──────── Document ────────

A recent decision by the United States Supreme Court regarding a bankruptcy case could have an affect on Illinois debtors who want to file for protection under Chapter 13. The court ruled that a debtor who proposed a bankruptcy plan that was rejected by the bankruptcy court had no right to an appeal of the court's decision.

The debtor in the case filed a personal bankruptcy case under Chapter 13 of the code and created a repayment plan that he modified several times over the next two years. Ultimately, the debtor proposed that he be allowed to pay his $387,000 mortgage as a secured debt and treat the rest of his $101,000 in liabilities as unsecured debt. In effect, this would have resulted in the debtor paying about $5,000 of his liabilities and keeping his home over the course of the five-year plan.

The bankruptcy court rejected the plan, and the debtor appealed the decision. The Appellate Court upheld the lower court's decision, but the debtor pursued the case to the Supreme Court. The justices ruled that the debtor did not have an automatic right to an appeal based on the idea that every court must review the plan individually, and that each subsequent rejection is an automatic appellate issue.

For those who are seeking protection under a Chapter 13 bankruptcy plan, the issues surrounding debt and repayment can become complicated. A bankruptcy attorney may be able to help the debtor determine what must be repaid and what can be discharged as well as petition the court for approval of the plan.

──────── Stored rows ────────

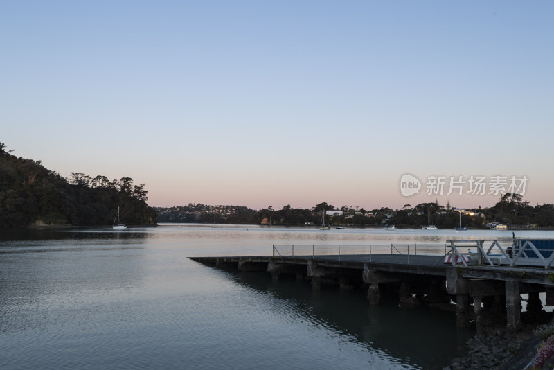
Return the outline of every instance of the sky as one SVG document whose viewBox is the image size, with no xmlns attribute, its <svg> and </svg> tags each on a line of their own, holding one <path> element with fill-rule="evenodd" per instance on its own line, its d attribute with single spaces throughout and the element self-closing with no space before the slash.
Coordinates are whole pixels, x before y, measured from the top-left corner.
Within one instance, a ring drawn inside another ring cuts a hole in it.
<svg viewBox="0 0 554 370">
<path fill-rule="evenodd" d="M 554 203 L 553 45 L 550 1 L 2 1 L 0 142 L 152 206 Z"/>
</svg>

────────
──────── Stored rows ────────

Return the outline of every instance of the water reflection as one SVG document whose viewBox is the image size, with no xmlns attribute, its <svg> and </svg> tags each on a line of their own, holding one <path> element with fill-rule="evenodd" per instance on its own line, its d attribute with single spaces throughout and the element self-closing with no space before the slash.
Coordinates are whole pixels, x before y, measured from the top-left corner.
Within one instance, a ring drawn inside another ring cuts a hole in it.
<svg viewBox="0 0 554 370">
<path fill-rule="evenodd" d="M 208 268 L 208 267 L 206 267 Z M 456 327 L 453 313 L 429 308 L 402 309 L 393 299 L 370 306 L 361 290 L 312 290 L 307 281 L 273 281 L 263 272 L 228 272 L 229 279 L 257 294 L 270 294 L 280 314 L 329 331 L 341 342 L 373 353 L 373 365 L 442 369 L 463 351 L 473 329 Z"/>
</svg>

────────
──────── Stored rows ────────

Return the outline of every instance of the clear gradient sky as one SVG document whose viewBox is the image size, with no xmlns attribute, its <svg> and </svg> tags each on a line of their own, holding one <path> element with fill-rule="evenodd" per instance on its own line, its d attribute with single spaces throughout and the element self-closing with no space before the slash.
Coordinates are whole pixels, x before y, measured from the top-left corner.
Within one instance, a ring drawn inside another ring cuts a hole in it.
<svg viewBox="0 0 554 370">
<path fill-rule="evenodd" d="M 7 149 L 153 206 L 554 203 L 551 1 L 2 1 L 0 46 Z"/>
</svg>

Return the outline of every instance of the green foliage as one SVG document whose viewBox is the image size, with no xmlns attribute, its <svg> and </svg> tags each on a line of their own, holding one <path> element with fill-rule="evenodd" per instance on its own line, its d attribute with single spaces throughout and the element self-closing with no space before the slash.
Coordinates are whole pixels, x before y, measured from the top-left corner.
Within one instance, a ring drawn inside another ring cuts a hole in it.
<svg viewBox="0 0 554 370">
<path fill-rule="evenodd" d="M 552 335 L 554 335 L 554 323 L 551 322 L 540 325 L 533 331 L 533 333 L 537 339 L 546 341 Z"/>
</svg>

────────

▶ _Exercise requirements_
1. Say whether each statement agrees with the bankruptcy article, answering yes or no and quoting the words of the article that decide it: (a) The debtor's mortgage amounted to $387,000. (b) The Appellate Court reversed the bankruptcy court's decision. (c) The debtor's plan was meant to run for five years.
2. From the bankruptcy article, return the passage starting at "The bankruptcy court rejected" and ending at "of the plan.", word for word.
The listing is material of its own, apart from the bankruptcy article.

▶ _Answers to the problems_
1.
(a) Yes: "pay his $387,000 mortgage as a secured debt"
(b) No: "The Appellate Court upheld the lower court's decision"
(c) Yes: "over the course of the five-year plan"

2.
The bankruptcy court rejected the plan, and the debtor appealed the decision. The Appellate Court upheld the lower court's decision, but the debtor pursued the case to the Supreme Court. The justices ruled that the debtor did not have an automatic right to an appeal based on the idea that every court must review the plan individually, and that each subsequent rejection is an automatic appellate issue.

For those who are seeking protection under a Chapter 13 bankruptcy plan, the issues surrounding debt and repayment can become complicated. A bankruptcy attorney may be able to help the debtor determine what must be repaid and what can be discharged as well as petition the court for approval of the plan.